• _Data to process_
****

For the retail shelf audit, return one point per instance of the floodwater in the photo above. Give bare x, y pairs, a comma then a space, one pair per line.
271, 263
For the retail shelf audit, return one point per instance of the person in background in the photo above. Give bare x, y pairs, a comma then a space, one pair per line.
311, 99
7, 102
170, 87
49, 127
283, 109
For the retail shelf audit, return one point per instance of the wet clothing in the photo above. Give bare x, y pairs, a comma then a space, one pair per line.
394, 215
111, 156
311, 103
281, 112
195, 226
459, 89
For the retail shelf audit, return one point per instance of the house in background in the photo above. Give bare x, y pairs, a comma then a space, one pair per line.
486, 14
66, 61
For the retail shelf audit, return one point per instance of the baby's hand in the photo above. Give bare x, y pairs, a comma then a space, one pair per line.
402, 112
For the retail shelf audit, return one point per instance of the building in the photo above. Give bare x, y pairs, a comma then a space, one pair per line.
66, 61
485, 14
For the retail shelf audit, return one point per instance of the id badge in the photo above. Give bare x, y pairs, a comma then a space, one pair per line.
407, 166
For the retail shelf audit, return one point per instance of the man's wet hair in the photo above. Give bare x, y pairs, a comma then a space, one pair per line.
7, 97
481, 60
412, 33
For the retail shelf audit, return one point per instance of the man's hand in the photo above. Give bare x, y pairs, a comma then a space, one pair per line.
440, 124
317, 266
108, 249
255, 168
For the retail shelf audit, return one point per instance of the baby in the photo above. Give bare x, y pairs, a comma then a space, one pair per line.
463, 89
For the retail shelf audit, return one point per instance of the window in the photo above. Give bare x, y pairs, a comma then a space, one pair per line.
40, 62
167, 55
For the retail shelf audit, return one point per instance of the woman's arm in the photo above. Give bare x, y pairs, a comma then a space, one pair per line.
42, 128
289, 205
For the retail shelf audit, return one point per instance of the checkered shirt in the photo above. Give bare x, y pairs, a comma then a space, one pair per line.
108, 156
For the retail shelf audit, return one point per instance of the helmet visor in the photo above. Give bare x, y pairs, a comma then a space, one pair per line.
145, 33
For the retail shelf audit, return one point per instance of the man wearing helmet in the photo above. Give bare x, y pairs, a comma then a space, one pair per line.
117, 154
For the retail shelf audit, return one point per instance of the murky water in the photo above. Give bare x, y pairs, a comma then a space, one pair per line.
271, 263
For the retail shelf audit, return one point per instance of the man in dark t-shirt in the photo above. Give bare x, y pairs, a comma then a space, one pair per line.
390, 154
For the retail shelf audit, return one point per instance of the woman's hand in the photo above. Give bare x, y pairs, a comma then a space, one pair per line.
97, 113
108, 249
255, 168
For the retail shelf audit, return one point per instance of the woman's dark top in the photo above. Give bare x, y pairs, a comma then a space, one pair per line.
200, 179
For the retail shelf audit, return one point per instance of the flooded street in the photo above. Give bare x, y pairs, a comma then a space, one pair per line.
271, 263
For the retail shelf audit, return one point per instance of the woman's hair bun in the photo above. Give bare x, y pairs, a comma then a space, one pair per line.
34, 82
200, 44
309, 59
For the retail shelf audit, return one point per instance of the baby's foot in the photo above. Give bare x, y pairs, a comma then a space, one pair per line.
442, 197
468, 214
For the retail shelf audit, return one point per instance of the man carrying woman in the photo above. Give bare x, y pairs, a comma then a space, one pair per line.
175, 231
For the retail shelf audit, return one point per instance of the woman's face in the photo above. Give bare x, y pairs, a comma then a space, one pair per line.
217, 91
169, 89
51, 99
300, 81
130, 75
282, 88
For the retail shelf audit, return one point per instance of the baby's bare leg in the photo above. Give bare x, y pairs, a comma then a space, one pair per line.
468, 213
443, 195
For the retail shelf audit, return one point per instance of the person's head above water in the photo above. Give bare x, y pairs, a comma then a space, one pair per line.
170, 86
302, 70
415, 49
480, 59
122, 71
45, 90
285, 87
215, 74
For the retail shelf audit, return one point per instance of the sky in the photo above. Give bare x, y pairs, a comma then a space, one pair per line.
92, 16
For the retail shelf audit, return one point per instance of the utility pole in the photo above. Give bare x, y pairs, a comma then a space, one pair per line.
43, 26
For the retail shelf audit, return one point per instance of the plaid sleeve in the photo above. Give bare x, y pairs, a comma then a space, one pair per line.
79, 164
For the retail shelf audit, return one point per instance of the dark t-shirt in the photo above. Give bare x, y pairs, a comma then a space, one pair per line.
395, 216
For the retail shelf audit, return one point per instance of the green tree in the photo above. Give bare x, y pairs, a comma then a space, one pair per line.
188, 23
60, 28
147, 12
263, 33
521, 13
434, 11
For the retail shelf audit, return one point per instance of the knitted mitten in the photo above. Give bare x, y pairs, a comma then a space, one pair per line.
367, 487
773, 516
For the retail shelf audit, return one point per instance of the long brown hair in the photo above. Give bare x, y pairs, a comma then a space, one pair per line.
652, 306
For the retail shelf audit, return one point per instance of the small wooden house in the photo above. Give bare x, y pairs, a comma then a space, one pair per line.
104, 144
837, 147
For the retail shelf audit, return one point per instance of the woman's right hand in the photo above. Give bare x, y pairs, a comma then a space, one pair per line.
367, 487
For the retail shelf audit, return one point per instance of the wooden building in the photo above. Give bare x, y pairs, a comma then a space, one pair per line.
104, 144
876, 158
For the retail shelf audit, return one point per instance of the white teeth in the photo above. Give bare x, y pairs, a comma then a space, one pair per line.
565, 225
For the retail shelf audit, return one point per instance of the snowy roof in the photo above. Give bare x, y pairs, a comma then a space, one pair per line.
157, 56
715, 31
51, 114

****

• _Exercise description_
Update everything from the line containing "of the long" down to the end of the data, changing "retail shelf audit" to "store shelf check" and keeping all else the same. Return only those lines.

• _Correct output_
For the store shelf check, return one point per instance of the long brown hair in the photo above. Give bare x, y pairs, a comma then a space, one pair per line.
652, 306
For the store shelf check, return one point per instance of the small wooden house in the photo above. Give bare x, y pairs, a comma then a space, one pair per line.
104, 144
837, 147
For the store shelf check, return one point per instance of the woman's right hand in the photo above. Give bare x, y pairs, a comma then a space, one pair per line.
367, 487
For the store shelf check, return one point per instance of the wooden building in the photo above. Give bare x, y pairs, a comma then a space, one pair per line.
104, 144
876, 158
For the store shelf check, return one point per instance of the white teeth in the photo above. Give bare x, y pairs, a comma then a space, one pair per line.
565, 225
For the store shelf check, return one point per instance of the snowy roof in the photo above. Give bare x, y pairs, a comma then a space, one pair per line.
157, 56
715, 31
51, 114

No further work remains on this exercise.